• The input
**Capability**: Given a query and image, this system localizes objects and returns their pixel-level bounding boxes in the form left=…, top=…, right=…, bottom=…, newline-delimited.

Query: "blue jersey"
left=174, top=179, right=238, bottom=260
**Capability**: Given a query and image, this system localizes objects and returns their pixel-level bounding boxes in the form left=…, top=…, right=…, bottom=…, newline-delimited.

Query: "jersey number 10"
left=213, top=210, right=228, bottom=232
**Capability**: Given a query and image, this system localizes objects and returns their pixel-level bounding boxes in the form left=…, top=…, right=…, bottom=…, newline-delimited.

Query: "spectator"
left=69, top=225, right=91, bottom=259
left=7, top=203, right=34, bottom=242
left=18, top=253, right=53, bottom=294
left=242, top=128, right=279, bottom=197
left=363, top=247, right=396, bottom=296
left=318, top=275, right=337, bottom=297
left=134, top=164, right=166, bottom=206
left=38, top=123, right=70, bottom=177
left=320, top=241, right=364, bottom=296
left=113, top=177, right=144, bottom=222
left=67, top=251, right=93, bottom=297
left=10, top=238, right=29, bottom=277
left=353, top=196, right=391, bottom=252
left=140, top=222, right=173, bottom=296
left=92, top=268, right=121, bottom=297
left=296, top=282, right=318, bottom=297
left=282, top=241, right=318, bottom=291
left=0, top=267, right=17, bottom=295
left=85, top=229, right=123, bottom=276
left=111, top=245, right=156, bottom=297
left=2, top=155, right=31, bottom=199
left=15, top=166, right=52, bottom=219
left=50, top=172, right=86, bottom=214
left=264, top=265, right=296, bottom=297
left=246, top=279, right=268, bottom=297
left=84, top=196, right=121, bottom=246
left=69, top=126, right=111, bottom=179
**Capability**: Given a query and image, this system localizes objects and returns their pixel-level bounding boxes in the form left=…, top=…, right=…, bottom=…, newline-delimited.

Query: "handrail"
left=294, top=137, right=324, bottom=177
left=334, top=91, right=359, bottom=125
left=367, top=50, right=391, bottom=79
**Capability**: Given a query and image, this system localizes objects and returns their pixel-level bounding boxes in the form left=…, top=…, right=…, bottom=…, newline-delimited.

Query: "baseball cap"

• Written task
Reproduce all of the records above word for word, keeping every line in its original order.

• Written response
**Capability**: Given a query and image, this system localizes objects and returns their pixel-level bounding boxes in the form left=…, top=…, right=…, bottom=…, newline-delimited.

Query: "blue jersey"
left=174, top=179, right=238, bottom=260
**Capability**: Given a query and image, this system localizes objects and returns their pixel-level bounding boxes in the form left=…, top=…, right=…, bottom=…, newline-delimited.

Query: "jersey number 10"
left=213, top=210, right=228, bottom=232
**Capability**: Given a query and image, this system localizes objects and returns their pixel-level bounding boxes in the form left=…, top=…, right=…, bottom=…, newline-delimited.

Query: "spectator"
left=69, top=225, right=91, bottom=259
left=7, top=203, right=34, bottom=242
left=18, top=253, right=53, bottom=294
left=242, top=128, right=279, bottom=197
left=363, top=247, right=396, bottom=296
left=318, top=275, right=337, bottom=297
left=134, top=164, right=166, bottom=206
left=38, top=123, right=70, bottom=177
left=320, top=241, right=364, bottom=296
left=113, top=177, right=144, bottom=222
left=67, top=251, right=93, bottom=297
left=10, top=238, right=29, bottom=277
left=353, top=196, right=391, bottom=252
left=140, top=222, right=173, bottom=296
left=92, top=268, right=121, bottom=297
left=296, top=282, right=318, bottom=297
left=282, top=241, right=318, bottom=291
left=0, top=267, right=17, bottom=295
left=85, top=229, right=123, bottom=276
left=111, top=245, right=156, bottom=297
left=2, top=155, right=31, bottom=199
left=15, top=166, right=52, bottom=219
left=50, top=172, right=86, bottom=214
left=264, top=265, right=296, bottom=297
left=246, top=279, right=268, bottom=297
left=84, top=196, right=121, bottom=246
left=69, top=126, right=111, bottom=179
**Capability**: Given a query and image, this system localizes objects and returns their pixel-level bounding boxes in the form left=…, top=…, right=…, bottom=…, newline-delimited.

Query: "handrail"
left=294, top=137, right=324, bottom=177
left=334, top=91, right=359, bottom=125
left=367, top=50, right=391, bottom=79
**Capability**: Given a query and image, this system localizes objects and returns their pixel-level bounding boxes in the form left=…, top=…, right=…, bottom=…, newline-delimited.

Query: "baseball cap"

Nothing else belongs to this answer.